> **RECORDS**:
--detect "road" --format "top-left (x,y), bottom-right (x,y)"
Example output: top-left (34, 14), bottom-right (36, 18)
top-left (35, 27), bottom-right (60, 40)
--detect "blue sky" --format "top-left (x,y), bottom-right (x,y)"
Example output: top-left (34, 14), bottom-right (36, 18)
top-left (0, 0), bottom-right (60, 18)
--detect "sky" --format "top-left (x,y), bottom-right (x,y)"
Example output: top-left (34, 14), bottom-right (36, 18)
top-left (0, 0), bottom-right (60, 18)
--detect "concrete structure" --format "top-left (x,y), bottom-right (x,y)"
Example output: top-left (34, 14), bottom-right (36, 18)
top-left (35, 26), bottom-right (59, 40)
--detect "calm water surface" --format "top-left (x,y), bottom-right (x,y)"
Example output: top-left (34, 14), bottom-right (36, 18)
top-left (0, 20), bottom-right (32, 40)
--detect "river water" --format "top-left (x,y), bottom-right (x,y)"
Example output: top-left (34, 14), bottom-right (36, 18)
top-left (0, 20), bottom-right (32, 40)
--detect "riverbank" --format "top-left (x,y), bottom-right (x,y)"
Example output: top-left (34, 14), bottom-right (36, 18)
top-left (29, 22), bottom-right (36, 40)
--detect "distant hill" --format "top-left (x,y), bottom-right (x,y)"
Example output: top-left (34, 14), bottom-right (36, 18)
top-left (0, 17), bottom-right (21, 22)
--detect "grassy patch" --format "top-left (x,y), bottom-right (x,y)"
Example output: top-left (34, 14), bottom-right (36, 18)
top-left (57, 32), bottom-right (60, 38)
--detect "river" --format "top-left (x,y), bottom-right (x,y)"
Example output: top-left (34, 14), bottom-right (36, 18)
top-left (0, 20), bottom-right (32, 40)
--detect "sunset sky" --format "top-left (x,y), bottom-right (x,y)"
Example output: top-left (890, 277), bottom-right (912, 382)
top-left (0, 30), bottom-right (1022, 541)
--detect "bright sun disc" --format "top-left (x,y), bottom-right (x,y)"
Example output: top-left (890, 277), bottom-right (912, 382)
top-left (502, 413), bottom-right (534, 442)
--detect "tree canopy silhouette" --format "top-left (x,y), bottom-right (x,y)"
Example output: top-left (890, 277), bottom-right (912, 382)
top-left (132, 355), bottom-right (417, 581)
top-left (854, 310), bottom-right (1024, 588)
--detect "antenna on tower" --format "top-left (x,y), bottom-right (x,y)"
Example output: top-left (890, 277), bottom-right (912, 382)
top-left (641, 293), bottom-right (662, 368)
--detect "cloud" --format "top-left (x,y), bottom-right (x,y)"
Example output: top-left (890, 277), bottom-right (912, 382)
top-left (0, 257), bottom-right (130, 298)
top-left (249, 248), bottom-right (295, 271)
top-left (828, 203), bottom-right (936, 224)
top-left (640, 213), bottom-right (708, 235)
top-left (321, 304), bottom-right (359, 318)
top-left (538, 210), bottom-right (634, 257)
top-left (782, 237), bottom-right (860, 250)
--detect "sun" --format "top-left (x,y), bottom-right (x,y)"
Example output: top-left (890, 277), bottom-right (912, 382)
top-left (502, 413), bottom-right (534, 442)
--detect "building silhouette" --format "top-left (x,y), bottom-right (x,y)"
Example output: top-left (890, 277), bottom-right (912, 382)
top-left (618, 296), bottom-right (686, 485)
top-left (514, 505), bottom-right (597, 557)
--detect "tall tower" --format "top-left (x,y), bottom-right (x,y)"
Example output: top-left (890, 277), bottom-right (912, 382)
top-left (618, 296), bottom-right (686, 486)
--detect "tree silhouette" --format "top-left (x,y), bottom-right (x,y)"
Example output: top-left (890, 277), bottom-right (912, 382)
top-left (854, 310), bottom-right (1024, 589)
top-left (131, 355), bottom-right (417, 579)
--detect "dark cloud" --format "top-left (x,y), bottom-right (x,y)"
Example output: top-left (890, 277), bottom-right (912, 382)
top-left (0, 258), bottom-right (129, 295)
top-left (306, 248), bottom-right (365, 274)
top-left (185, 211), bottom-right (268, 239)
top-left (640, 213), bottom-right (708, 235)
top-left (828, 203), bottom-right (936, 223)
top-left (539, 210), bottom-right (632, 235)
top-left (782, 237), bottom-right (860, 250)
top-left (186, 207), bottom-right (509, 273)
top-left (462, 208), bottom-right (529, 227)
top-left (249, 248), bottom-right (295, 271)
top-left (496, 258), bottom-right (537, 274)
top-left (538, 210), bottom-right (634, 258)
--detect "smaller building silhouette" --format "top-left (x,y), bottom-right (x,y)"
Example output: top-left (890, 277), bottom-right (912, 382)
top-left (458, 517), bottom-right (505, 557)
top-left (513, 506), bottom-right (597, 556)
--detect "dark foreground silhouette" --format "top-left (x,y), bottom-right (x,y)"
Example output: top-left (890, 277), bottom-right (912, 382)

> **WHAT YOU SHOULD DO**:
Write out all the entries again, swapping every "Example output" for "Sample output" and keeping everything else the same.

> **OUTPUT FOR THIS TASK**:
--detect "road" --format "top-left (x,y), bottom-right (x,y)"
Sample output: top-left (34, 14), bottom-right (36, 18)
top-left (35, 27), bottom-right (60, 40)
--detect "blue sky" --format "top-left (x,y), bottom-right (x,y)"
Sample output: top-left (34, 14), bottom-right (36, 18)
top-left (0, 0), bottom-right (60, 18)
--detect "sky" --format "top-left (x,y), bottom-right (x,y)"
Sample output: top-left (34, 14), bottom-right (36, 18)
top-left (0, 0), bottom-right (60, 18)
--detect "concrete structure" --format "top-left (x,y), bottom-right (x,y)"
Sample output: top-left (34, 14), bottom-right (36, 18)
top-left (35, 26), bottom-right (59, 40)
--detect "calm water surface" --format "top-left (x,y), bottom-right (x,y)"
Sample output: top-left (34, 14), bottom-right (36, 18)
top-left (0, 20), bottom-right (32, 40)
--detect "river water" --format "top-left (x,y), bottom-right (x,y)"
Sample output: top-left (34, 14), bottom-right (36, 18)
top-left (0, 20), bottom-right (32, 40)
--detect "riverbank" --format "top-left (x,y), bottom-right (x,y)"
Sample output: top-left (34, 14), bottom-right (36, 18)
top-left (29, 22), bottom-right (36, 40)
--detect "distant hill" --format "top-left (x,y), bottom-right (x,y)"
Sample output: top-left (34, 14), bottom-right (36, 18)
top-left (0, 17), bottom-right (21, 22)
--detect "grassy patch" --format "top-left (x,y), bottom-right (x,y)"
Sample output: top-left (34, 14), bottom-right (36, 18)
top-left (57, 32), bottom-right (60, 38)
--detect "river" --format "top-left (x,y), bottom-right (x,y)"
Sample output: top-left (34, 14), bottom-right (36, 18)
top-left (0, 20), bottom-right (32, 40)
--detect "sunset sky" --format "top-left (x,y), bottom-right (x,y)"
Sample output: top-left (890, 277), bottom-right (912, 382)
top-left (0, 30), bottom-right (1022, 541)
--detect "bright sun disc" --format "top-left (x,y), bottom-right (x,y)"
Sample output: top-left (890, 277), bottom-right (912, 382)
top-left (502, 413), bottom-right (534, 442)
--detect "tree canopy silhouette" --format "top-left (x,y), bottom-right (x,y)"
Sample output: top-left (890, 277), bottom-right (912, 382)
top-left (132, 355), bottom-right (417, 581)
top-left (854, 310), bottom-right (1024, 588)
--detect "antenna on tower" --format "top-left (x,y), bottom-right (x,y)"
Sample output: top-left (890, 277), bottom-right (912, 382)
top-left (641, 293), bottom-right (662, 368)
--detect "cloud" --format "top-left (x,y), bottom-right (x,y)"
Sample output: top-left (890, 277), bottom-right (912, 382)
top-left (0, 257), bottom-right (130, 298)
top-left (249, 248), bottom-right (295, 271)
top-left (828, 203), bottom-right (936, 224)
top-left (640, 213), bottom-right (708, 235)
top-left (321, 304), bottom-right (359, 318)
top-left (538, 210), bottom-right (634, 257)
top-left (782, 237), bottom-right (860, 250)
--detect "sun" --format "top-left (x,y), bottom-right (x,y)"
Sample output: top-left (890, 277), bottom-right (912, 382)
top-left (502, 413), bottom-right (534, 442)
--detect "building silhouette" --format "top-left (x,y), bottom-right (x,y)"
Sample output: top-left (890, 277), bottom-right (912, 382)
top-left (618, 296), bottom-right (686, 485)
top-left (514, 505), bottom-right (597, 557)
--detect "tall tower" --format "top-left (x,y), bottom-right (x,y)"
Sample output: top-left (890, 277), bottom-right (912, 382)
top-left (618, 296), bottom-right (686, 486)
--detect "tree silhouette" --format "top-left (x,y), bottom-right (x,y)"
Sample output: top-left (890, 277), bottom-right (912, 382)
top-left (854, 310), bottom-right (1024, 589)
top-left (131, 355), bottom-right (417, 579)
--detect "dark cloud" --format "top-left (x,y), bottom-right (x,y)"
Sample output: top-left (890, 277), bottom-right (912, 382)
top-left (0, 258), bottom-right (129, 295)
top-left (306, 248), bottom-right (365, 274)
top-left (185, 211), bottom-right (268, 239)
top-left (640, 213), bottom-right (708, 235)
top-left (828, 203), bottom-right (936, 223)
top-left (539, 210), bottom-right (632, 235)
top-left (782, 237), bottom-right (860, 250)
top-left (186, 207), bottom-right (509, 273)
top-left (462, 208), bottom-right (529, 227)
top-left (249, 248), bottom-right (295, 271)
top-left (496, 258), bottom-right (537, 274)
top-left (538, 210), bottom-right (634, 258)
--detect "smaller building silhouette" --format "top-left (x,y), bottom-right (x,y)"
Sample output: top-left (890, 277), bottom-right (912, 382)
top-left (458, 517), bottom-right (505, 557)
top-left (513, 506), bottom-right (597, 556)
--detect "dark foreground silhouette" --format "top-left (x,y), bottom-right (x,y)"
Sample output: top-left (890, 277), bottom-right (912, 382)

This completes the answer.